▶ _EXERCISE REQUIREMENTS_:
Write out each record exactly as given, but do not include the pictures.

Saved entries
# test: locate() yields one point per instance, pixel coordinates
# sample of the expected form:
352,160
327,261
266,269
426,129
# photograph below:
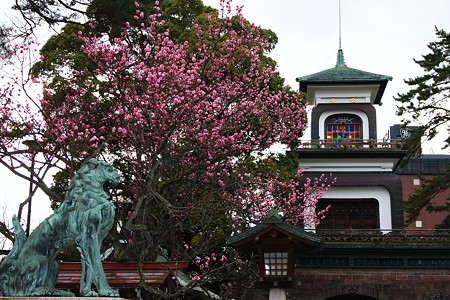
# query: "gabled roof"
273,222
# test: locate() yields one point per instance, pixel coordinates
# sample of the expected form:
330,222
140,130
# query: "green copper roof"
341,74
340,60
274,221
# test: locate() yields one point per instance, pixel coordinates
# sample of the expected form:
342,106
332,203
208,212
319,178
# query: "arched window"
343,129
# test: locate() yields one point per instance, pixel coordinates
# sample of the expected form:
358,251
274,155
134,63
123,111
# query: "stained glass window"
343,130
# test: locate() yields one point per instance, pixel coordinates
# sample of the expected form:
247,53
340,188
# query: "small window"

▶ _OUTPUT OF THE TASK_:
# test: locate() yields one point per instance, pixel coordinates
# sample of the expected form:
352,160
327,261
266,269
426,129
# photograph below:
# query: "gabled roof"
273,222
# test: locate() yields one point per instance, pixel coordinates
# sample of the expected form:
330,222
140,130
# query: "green copper roof"
341,74
340,60
274,221
# test: locate() yields one point per instance, pixel coordinates
# sample of the expected form:
342,106
332,203
208,212
319,178
# query: "arched window"
343,129
# test: locate() yields one point per instance, pixel coordinates
# sample of the expected form:
358,251
274,155
134,63
123,111
# query: "stained glass window"
343,130
# test: locate() yields one point per instance, pixel coordinates
# sample of the expected form:
247,53
340,188
# query: "small window"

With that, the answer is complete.